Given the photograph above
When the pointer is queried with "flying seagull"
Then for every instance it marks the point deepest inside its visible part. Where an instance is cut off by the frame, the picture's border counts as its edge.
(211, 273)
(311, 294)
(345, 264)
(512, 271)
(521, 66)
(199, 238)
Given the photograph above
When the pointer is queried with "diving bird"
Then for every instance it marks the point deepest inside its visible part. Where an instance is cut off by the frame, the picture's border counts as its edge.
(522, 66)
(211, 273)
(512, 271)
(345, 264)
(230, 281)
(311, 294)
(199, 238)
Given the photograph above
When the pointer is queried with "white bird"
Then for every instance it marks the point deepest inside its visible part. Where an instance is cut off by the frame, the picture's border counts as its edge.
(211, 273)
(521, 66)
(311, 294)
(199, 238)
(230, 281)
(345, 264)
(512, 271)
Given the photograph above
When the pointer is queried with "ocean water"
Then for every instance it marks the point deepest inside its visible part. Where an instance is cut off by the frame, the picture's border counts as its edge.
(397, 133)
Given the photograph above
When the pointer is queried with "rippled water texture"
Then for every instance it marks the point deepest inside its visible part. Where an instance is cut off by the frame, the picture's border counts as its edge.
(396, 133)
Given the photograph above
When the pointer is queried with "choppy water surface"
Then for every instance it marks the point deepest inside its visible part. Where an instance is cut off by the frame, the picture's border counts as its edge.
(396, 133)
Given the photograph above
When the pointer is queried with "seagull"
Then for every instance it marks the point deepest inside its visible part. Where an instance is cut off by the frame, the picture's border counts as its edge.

⁂

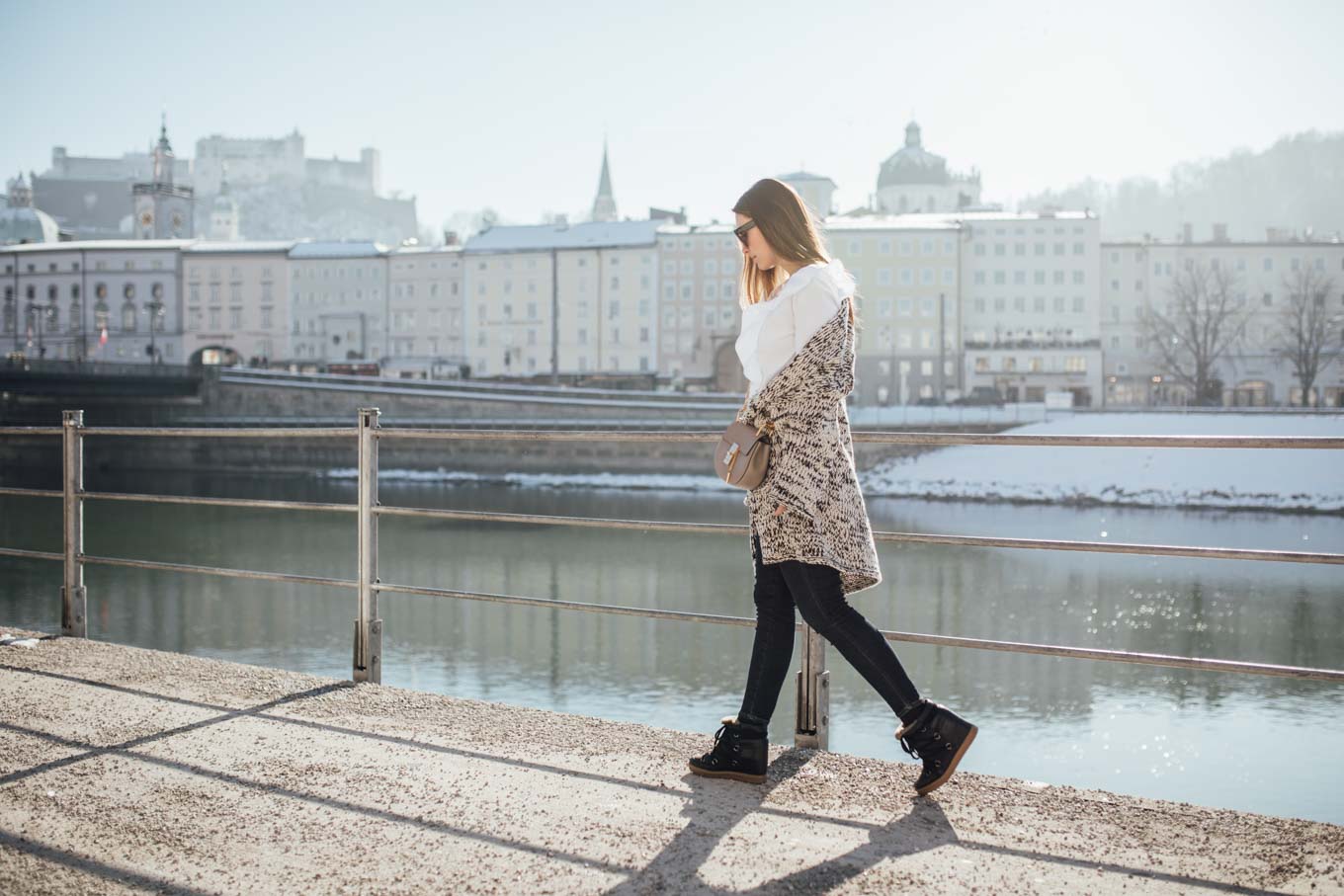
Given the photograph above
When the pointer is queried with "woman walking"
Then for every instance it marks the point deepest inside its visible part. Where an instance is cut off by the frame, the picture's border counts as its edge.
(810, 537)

⁂

Instructions for the task |
Please pull out every line of the entries above that contains the word "bird" and copy each of those lines in full. Matching is case-sensitive.

Written solution |
When the pointer is queried with "diving bird"
When the pointer is queried with "white bird"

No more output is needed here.